* Selected passage:
────────────────

22. Article 9(2)(a) of the AIE Regulations provides that “a public authority may refuse to make environmental information available where the request is manifestly unreasonable having regard to the volume or range of information sought”. It transposes article 4(1)(b) of the AIE Directive which provides that “Member States may provide for a request for environmental information to be refused if the request is manifestly unreasonable”.
23. The question of what constitutes a “manifestly unreasonable” request must be approached teleologically, having regard to the purpose of the AIE Directive (see NAMA, paragraph 10). The AIE Directive makes it clear that its purpose is to ensure “increased public access to environmental information and the dissemination of such information” and that “the disclosure of information should be the general rule” such that “public authorities should be permitted to refuse a request for environmental information in specific and clearly defined cases” with grounds for refusal interpreted “in a restrictive way” (see Recitals 1 and 16).

────────────────

Collected data entries:
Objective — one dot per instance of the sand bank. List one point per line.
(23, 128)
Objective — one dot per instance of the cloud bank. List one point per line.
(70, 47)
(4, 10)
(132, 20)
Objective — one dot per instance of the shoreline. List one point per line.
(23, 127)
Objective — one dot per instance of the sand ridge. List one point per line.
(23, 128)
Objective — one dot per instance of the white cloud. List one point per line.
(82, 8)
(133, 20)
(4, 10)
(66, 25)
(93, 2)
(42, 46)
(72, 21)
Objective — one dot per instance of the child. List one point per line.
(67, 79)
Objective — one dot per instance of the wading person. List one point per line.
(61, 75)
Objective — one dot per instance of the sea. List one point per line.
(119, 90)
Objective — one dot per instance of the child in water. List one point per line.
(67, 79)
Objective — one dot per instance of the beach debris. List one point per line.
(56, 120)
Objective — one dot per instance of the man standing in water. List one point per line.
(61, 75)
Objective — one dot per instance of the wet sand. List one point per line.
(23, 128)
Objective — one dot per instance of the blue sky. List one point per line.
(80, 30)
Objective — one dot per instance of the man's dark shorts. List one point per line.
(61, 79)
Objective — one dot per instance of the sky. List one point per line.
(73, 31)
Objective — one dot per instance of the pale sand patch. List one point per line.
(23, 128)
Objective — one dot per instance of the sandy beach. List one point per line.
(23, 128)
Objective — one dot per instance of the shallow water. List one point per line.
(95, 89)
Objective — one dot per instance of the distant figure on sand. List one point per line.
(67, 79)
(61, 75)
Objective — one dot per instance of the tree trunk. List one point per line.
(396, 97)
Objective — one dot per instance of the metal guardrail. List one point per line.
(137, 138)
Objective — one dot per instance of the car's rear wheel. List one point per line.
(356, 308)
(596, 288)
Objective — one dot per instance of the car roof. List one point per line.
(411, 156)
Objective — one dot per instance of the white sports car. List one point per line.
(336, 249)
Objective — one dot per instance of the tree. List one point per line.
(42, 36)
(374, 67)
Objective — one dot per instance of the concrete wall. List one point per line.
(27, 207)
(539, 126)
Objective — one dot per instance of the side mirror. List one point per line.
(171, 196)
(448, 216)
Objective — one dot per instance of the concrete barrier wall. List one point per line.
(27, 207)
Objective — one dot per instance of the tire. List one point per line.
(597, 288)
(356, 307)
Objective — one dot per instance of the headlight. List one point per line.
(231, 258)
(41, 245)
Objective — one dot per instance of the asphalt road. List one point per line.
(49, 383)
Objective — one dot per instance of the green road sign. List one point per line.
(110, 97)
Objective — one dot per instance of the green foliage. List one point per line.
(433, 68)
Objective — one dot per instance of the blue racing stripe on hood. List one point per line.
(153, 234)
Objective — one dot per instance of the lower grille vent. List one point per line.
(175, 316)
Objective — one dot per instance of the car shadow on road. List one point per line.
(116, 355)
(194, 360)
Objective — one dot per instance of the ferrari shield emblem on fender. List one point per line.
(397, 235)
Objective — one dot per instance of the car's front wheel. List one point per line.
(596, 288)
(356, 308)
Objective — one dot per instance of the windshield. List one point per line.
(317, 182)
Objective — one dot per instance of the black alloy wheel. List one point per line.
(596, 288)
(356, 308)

────────────────

* Written problem 1: From the text on environmental information requests above, copy the span that begins at the words "23. The question" and stops after "Recitals 1 and 16).", putting "Access Directive" wherever "AIE Directive" appears.
* Written problem 2: Repeat, unchanged, the lines of the listing above, starting at the line that has "Objective — one dot per instance of the car shadow" and continuing through the final line of the listing.

* Task response 1:
23. The question of what constitutes a “manifestly unreasonable” request must be approached teleologically, having regard to the purpose of the Access Directive (see NAMA, paragraph 10). The Access Directive makes it clear that its purpose is to ensure “increased public access to environmental information and the dissemination of such information” and that “the disclosure of information should be the general rule” such that “public authorities should be permitted to refuse a request for environmental information in specific and clearly defined cases” with grounds for refusal interpreted “in a restrictive way” (see Recitals 1 and 16).

* Task response 2:
Objective — one dot per instance of the car shadow on road. List one point per line.
(116, 355)
(194, 360)
Objective — one dot per instance of the ferrari shield emblem on fender. List one point per line.
(397, 235)
Objective — one dot per instance of the car's front wheel. List one point per line.
(596, 288)
(356, 308)
Objective — one dot per instance of the windshield. List one point per line.
(317, 182)
Objective — one dot per instance of the black alloy wheel. List one point per line.
(596, 288)
(356, 308)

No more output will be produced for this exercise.